What is being asked:
Output the stretch of the Oprah post from "Goodbye Oprah!" through "very early on.", character for character.
+++ Text +++
Goodbye Oprah!

Goodbye and Thanks… Oprah!

As I am sure many you did… I grew up watching The Oprah Show.  I was just a teenager… and this was something my brother and I did together.

I learned so much from this show, just like so many others.  Over the years, I stopped watching with regularity… due to the busyness of life and at some point, just didn’t get into it over the last decade as she changed.

Yet… I have this soft spot in my heart for the show.  To me, it really was life changing.  I can remember exactly were I was, how the room looked as I watched Oprah and learned that my mom was a battered woman.  I learned that life didn’t have to be that way.  I learned that there was a way out.  It was a life changing moment for me as I realized that I could have a good life with out the fear and pain.  It was a goal I had very early on.
+++ Material shown +++
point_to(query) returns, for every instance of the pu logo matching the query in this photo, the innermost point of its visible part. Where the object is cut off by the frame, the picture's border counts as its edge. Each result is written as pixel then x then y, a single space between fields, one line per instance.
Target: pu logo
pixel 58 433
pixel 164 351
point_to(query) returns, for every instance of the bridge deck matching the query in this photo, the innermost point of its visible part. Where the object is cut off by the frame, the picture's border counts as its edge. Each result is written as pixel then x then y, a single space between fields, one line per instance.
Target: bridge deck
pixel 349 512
+++
+++ Material shown +++
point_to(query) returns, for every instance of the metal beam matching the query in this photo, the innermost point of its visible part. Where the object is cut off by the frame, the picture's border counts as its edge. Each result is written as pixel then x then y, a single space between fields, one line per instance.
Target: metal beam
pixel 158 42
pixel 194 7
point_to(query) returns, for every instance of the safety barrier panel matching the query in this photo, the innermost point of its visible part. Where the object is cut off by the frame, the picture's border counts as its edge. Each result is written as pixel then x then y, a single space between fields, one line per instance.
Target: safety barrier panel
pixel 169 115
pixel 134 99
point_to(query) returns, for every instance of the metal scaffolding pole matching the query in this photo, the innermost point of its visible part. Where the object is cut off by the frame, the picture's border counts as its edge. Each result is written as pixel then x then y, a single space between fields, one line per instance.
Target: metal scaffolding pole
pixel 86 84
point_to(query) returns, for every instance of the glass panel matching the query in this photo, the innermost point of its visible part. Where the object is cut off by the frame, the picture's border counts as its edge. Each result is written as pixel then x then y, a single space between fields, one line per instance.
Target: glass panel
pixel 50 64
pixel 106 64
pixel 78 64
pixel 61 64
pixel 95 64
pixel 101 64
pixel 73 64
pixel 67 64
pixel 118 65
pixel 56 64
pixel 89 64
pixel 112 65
+++
+++ Material shown +++
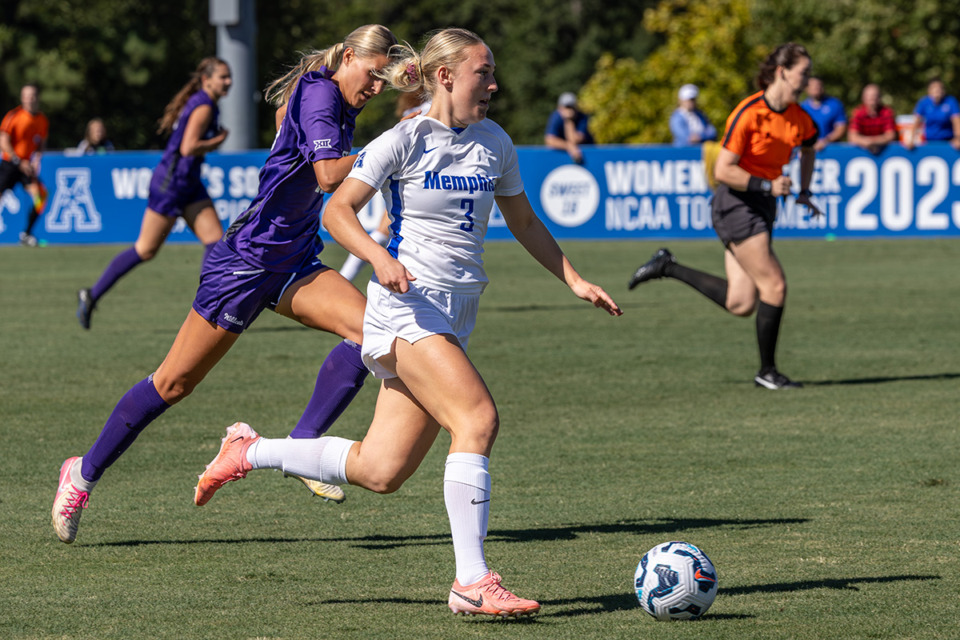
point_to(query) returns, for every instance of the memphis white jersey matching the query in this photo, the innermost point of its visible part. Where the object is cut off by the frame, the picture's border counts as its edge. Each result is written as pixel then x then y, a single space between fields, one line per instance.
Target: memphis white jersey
+++
Written response:
Goodbye Oprah!

Goodbye and Thanks… Oprah!

As I am sure many you did… I grew up watching The Oprah Show.  I was just a teenager… and this was something my brother and I did together.

I learned so much from this show, just like so many others.  Over the years, I stopped watching with regularity… due to the busyness of life and at some point, just didn’t get into it over the last decade as she changed.

Yet… I have this soft spot in my heart for the show.  To me, it really was life changing.  I can remember exactly were I was, how the room looked as I watched Oprah and learned that my mom was a battered woman.  I learned that life didn’t have to be that way.  I learned that there was a way out.  It was a life changing moment for me as I realized that I could have a good life with out the fear and pain.  It was a goal I had very early on.